**Task:**
Find the lines below in which the string "instance" occurs. Copy each one.

Saved data entries

——————

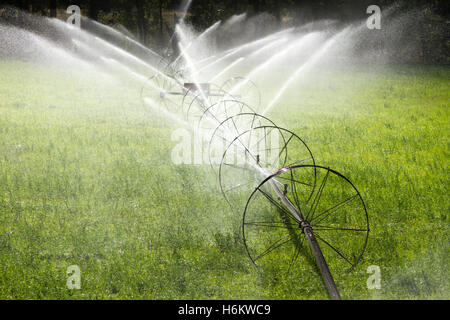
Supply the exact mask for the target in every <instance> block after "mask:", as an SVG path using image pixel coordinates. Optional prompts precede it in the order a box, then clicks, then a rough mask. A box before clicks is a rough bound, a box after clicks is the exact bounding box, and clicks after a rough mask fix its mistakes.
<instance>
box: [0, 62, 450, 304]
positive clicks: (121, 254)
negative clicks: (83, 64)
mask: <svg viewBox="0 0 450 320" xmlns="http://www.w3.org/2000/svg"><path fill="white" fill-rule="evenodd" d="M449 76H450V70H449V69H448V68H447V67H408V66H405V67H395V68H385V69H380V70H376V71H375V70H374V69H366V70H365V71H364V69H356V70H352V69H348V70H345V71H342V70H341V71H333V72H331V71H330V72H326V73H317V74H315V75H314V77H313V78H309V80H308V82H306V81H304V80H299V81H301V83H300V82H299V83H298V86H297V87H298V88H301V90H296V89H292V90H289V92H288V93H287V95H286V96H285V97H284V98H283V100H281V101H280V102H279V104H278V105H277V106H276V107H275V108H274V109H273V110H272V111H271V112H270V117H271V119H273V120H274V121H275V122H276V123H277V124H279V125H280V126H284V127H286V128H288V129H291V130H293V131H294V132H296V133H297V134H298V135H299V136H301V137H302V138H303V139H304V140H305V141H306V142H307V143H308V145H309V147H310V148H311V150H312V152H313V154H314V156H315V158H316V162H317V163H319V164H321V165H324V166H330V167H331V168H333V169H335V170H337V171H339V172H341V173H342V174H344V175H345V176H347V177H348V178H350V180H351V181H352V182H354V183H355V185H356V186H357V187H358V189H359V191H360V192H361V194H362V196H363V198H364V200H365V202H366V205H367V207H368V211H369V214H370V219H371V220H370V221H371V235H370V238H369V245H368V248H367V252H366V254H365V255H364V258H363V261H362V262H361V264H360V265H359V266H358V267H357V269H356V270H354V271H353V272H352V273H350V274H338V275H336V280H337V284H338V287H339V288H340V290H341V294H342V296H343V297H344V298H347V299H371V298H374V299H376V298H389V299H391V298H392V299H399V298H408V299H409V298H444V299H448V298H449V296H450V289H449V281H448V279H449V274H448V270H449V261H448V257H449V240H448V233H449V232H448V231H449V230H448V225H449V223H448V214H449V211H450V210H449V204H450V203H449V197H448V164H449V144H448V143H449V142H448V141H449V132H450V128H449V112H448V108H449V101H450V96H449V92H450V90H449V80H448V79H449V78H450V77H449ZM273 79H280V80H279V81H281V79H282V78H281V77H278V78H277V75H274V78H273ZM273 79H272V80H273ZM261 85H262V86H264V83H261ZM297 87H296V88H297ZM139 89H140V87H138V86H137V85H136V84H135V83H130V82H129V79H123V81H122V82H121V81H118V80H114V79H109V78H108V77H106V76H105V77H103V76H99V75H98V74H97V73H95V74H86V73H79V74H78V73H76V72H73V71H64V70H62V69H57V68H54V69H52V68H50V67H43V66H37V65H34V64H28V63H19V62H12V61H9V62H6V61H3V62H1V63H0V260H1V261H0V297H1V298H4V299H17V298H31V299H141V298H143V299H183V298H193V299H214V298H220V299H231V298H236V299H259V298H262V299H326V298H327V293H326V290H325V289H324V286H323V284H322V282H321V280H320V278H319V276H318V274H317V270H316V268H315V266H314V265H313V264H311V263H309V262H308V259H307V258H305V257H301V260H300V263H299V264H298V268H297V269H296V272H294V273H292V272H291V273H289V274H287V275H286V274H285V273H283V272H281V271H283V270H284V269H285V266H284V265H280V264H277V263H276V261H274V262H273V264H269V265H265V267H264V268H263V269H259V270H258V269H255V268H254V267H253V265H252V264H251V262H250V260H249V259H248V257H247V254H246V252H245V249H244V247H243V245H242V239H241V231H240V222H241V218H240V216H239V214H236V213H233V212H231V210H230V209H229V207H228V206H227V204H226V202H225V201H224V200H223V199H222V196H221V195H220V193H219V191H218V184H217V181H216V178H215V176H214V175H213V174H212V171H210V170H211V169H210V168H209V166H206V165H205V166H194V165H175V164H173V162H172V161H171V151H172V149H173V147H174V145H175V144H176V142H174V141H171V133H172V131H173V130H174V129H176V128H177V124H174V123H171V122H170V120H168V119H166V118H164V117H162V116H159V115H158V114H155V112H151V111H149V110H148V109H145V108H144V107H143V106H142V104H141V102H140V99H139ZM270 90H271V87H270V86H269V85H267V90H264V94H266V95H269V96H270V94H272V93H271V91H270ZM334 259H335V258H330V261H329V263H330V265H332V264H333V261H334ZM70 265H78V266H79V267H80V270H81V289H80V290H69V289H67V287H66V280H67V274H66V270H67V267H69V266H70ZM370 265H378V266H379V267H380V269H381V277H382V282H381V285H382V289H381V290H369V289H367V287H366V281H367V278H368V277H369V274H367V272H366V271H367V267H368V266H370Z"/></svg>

——————

**Exercise response:**
Supply the exact mask for the target in every <instance> block after "mask:", as an SVG path using image pixel coordinates. Optional prompts precede it in the order a box, then clicks, then a rough mask. A box before clicks is a rough bound, a box after clicks is the exact bounding box, and clicks after a rough mask fix its mistakes.
<instance>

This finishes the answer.